═══ Source data ═══

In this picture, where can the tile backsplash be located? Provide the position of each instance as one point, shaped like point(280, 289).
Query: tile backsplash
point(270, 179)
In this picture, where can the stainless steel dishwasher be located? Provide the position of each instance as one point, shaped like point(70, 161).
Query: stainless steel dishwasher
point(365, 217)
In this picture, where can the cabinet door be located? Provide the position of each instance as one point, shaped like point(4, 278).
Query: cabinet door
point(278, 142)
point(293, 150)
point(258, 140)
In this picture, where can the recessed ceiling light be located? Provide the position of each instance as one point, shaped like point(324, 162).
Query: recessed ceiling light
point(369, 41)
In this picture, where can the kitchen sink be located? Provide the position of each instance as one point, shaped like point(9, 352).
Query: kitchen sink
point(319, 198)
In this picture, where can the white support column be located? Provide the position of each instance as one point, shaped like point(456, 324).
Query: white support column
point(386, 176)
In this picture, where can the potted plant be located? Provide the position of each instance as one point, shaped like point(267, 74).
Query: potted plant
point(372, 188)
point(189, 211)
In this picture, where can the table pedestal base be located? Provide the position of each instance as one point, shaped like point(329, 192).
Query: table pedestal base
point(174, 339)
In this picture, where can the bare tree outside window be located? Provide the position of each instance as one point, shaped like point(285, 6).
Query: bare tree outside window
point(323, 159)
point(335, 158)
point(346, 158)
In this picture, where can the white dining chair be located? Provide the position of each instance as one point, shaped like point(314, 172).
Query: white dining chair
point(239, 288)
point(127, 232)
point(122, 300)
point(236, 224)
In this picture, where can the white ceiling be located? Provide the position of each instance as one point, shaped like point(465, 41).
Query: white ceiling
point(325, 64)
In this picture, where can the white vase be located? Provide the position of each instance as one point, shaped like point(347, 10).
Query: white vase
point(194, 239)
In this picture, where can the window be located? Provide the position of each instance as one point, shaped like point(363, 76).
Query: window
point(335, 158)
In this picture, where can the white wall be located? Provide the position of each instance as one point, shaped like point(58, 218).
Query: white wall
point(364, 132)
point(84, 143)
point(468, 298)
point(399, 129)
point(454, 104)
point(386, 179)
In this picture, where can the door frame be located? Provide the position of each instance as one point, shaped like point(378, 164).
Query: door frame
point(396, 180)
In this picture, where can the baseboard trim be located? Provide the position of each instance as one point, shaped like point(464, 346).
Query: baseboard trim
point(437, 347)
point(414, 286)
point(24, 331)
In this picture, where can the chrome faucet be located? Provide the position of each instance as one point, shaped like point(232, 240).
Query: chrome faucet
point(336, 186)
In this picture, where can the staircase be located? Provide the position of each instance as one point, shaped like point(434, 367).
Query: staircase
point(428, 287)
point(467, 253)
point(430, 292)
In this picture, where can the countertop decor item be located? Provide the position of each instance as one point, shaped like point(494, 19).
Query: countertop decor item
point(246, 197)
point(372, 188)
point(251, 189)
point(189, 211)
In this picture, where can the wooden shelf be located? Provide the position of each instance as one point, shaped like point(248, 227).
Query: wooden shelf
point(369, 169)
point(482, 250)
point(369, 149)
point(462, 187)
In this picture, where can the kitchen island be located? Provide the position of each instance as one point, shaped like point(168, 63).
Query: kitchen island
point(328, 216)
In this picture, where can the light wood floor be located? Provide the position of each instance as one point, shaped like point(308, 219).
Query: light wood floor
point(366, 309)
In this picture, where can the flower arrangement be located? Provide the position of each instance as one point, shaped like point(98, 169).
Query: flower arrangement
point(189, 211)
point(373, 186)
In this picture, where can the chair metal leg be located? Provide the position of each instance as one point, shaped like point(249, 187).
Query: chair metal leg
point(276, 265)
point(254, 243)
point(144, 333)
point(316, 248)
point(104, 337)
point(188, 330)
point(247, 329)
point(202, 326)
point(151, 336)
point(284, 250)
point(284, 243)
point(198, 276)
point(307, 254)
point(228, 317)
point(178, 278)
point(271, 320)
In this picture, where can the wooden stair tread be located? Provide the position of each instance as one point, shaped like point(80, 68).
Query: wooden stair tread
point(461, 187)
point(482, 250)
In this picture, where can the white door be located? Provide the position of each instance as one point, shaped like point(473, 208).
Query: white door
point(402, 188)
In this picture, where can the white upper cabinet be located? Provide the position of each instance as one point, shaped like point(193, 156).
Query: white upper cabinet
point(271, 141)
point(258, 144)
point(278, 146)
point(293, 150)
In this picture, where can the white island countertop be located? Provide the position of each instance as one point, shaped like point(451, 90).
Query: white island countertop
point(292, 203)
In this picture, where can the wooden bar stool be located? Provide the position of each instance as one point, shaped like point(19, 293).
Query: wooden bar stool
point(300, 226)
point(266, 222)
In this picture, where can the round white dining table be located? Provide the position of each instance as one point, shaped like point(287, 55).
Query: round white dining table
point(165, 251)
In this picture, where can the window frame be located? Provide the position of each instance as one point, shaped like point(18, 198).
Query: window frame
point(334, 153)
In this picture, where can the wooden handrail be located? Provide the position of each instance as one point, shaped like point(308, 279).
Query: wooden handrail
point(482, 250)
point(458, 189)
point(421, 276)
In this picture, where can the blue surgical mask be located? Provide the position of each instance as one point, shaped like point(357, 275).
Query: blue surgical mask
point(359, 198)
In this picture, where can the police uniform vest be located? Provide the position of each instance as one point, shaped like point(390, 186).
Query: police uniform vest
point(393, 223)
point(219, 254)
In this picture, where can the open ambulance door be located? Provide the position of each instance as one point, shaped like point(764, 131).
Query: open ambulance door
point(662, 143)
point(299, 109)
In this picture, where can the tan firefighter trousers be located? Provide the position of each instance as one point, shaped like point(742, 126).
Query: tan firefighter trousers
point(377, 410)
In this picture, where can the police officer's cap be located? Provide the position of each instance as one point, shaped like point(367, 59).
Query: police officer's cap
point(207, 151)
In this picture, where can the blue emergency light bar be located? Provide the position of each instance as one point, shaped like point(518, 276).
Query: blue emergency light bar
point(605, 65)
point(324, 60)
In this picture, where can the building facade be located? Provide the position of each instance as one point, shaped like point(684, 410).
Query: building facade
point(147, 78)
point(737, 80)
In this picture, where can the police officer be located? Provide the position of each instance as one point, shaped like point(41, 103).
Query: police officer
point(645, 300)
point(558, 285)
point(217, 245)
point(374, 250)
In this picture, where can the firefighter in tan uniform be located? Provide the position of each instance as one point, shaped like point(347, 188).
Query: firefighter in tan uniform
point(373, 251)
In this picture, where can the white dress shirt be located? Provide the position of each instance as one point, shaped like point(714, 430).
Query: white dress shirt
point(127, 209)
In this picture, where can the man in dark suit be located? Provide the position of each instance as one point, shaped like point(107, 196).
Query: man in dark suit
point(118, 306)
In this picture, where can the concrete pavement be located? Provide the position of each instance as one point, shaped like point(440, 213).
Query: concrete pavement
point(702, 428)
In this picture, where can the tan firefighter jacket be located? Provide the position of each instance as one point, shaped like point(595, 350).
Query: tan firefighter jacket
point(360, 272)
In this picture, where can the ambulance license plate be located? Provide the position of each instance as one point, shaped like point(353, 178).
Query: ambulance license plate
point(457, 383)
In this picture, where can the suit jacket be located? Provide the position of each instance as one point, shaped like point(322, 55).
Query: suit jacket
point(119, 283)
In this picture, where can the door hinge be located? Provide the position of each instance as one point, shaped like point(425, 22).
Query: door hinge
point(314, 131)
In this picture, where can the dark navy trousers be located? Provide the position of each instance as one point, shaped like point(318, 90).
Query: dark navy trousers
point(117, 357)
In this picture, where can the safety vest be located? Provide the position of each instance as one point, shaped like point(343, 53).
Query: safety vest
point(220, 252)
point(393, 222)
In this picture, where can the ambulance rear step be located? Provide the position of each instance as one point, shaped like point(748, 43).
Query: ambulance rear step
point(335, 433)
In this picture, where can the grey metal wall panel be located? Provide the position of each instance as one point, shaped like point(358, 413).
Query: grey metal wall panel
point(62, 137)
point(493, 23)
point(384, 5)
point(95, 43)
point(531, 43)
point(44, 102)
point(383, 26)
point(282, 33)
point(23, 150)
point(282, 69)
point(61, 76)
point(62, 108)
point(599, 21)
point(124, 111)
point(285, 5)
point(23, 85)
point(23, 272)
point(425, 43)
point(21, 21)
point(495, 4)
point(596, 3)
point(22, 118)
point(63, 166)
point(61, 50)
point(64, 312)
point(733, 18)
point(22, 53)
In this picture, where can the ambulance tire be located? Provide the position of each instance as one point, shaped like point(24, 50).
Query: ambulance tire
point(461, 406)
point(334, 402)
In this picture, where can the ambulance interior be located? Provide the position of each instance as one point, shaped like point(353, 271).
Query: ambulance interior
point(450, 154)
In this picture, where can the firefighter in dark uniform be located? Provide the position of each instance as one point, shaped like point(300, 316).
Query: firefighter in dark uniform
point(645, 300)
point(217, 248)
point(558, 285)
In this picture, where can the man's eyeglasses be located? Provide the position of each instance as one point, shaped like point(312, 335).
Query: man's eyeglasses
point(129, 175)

═══

What this task involves:
Copy out the rows starting with the line that contains "In this picture, where can the ambulance license" and going on through the line that contains "point(314, 131)", requests included, multiplying each point coordinate in the answers by 2.55 and rounding to whole numbers with halves rounded up. Leave the requests and their sample points unchanged.

Task response:
In this picture, where can the ambulance license plate be located? Provide the position of each instance as one point, shaped like point(353, 178).
Query: ambulance license plate
point(1165, 977)
In this picture, where can the suit jacket be located? Provide the position of each instance as one point, shaped like point(322, 55).
Query: suit jacket
point(303, 722)
In this picture, where can the door hinge be located? Provide the position of each instance as one point, shaped like point(425, 22).
Query: door hinge
point(801, 334)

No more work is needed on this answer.